## QUOTED TEXT
** Begin **
Rajarajeswaramudaiya Mahadevar Temple (Sivapuram Sivan Temple) is a Shiva temple located in Sivapuram hamlet in Thiruvallur District of Tamil Nadu, India.

History 
This temple was initially built by Rajaraja Cholan during the 10th century C.E. and later developed by his son Rajendra Chola I.

Deities 
The main deity in the temple is called "Rajarajeswaramudaiya Mahadevar" and also as Theerthapaleeswarar. His consort is Kamakshi Amman.

Rock inscriptions 
The temple walls are full of inscriptions from top to bottom. These inscriptions are of both Rajaraja Chola I and Rajendra Chola I period.

One of the inscriptions gives the various titles of Rajendra Chola I. It also gives the information that he donated 180 goats to the temple for the upkeep of two Nanda lights (lanterns)

This temple is a treasure house for students who wish to research on Tamil inscriptions of the 10th and 11th centuries.
** End **
## AIM 1
According to the temple text, how many goats did Rajendra Chola I donate to the temple?
## AIM 2
Copy out only the stretch of entries from the line containing "Would you kindly point at the metal" through the line containing "<point>436,11</point>", swapping in "tortellini" wherever "ravioli" appears and changing nothing else.

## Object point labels
** Begin **
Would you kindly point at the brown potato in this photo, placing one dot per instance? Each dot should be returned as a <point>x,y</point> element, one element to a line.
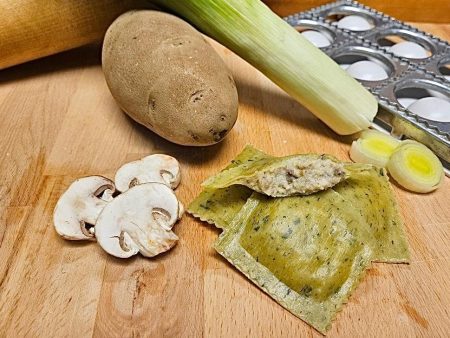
<point>164,75</point>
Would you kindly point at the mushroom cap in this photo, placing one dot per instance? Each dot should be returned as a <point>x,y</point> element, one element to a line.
<point>79,205</point>
<point>158,168</point>
<point>139,220</point>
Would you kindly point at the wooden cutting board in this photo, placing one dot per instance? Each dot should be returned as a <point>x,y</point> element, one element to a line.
<point>58,121</point>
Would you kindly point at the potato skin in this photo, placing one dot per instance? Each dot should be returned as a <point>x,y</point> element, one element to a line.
<point>164,75</point>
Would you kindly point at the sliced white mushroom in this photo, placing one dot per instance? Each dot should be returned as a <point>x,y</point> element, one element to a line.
<point>154,168</point>
<point>79,207</point>
<point>139,220</point>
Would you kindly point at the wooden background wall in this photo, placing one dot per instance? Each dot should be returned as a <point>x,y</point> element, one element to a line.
<point>437,11</point>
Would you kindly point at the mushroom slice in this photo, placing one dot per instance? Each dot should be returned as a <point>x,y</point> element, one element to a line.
<point>139,220</point>
<point>154,168</point>
<point>80,205</point>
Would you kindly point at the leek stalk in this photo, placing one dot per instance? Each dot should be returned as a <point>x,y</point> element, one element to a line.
<point>254,32</point>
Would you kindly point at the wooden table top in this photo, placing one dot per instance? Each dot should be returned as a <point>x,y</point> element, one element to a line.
<point>59,122</point>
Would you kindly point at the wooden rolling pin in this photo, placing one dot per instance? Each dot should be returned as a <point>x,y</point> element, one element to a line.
<point>30,29</point>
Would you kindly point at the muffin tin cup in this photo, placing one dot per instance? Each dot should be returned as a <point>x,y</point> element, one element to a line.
<point>426,74</point>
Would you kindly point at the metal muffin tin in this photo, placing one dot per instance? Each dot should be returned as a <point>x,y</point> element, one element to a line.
<point>416,75</point>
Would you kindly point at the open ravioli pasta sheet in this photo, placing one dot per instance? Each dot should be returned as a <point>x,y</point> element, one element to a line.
<point>220,206</point>
<point>307,252</point>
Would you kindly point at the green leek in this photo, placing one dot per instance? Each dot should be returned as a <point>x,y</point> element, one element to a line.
<point>254,32</point>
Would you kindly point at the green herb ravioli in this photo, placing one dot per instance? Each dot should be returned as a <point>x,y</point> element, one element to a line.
<point>308,252</point>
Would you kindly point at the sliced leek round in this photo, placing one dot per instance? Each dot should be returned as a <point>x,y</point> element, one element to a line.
<point>373,147</point>
<point>415,167</point>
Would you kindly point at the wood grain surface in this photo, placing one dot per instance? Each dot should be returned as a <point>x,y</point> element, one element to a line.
<point>59,122</point>
<point>436,11</point>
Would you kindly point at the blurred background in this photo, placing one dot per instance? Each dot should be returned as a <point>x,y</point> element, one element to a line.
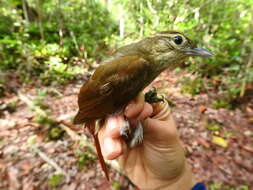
** End **
## FINAL RESULT 1
180 goats

## FINAL RESULT 2
Would you kindly point at the metal muffin tin in this photo, placing one dot per instance? Each dot should be returned as a <point>x,y</point> element, one element to a line.
<point>416,75</point>
Would you kindly point at the open tortellini pasta sheet in this photo, placing one dot per instance? Each dot should be returned as a <point>x,y</point> element, one element to a line.
<point>220,206</point>
<point>307,252</point>
Would you kindly point at the green leek in this photo, placing one dot per instance? Each dot should be returned as a <point>x,y</point> element, one element to a line.
<point>254,32</point>
Would you kindly point at the green herb tortellini in this photo, placing one dot per instance? Each dot should be returned as a <point>x,y</point> element, one element to a line.
<point>308,252</point>
Would you kindly point at the sliced leek round in this photo, placing one dot per instance? Each dot should be returned as a <point>x,y</point> element, one element to a line.
<point>373,147</point>
<point>415,167</point>
Would you kindly point at the wood grain surface in this photo, placing one dot per instance? Each dot should be returned as a <point>x,y</point> element, one element to a line.
<point>59,122</point>
<point>436,11</point>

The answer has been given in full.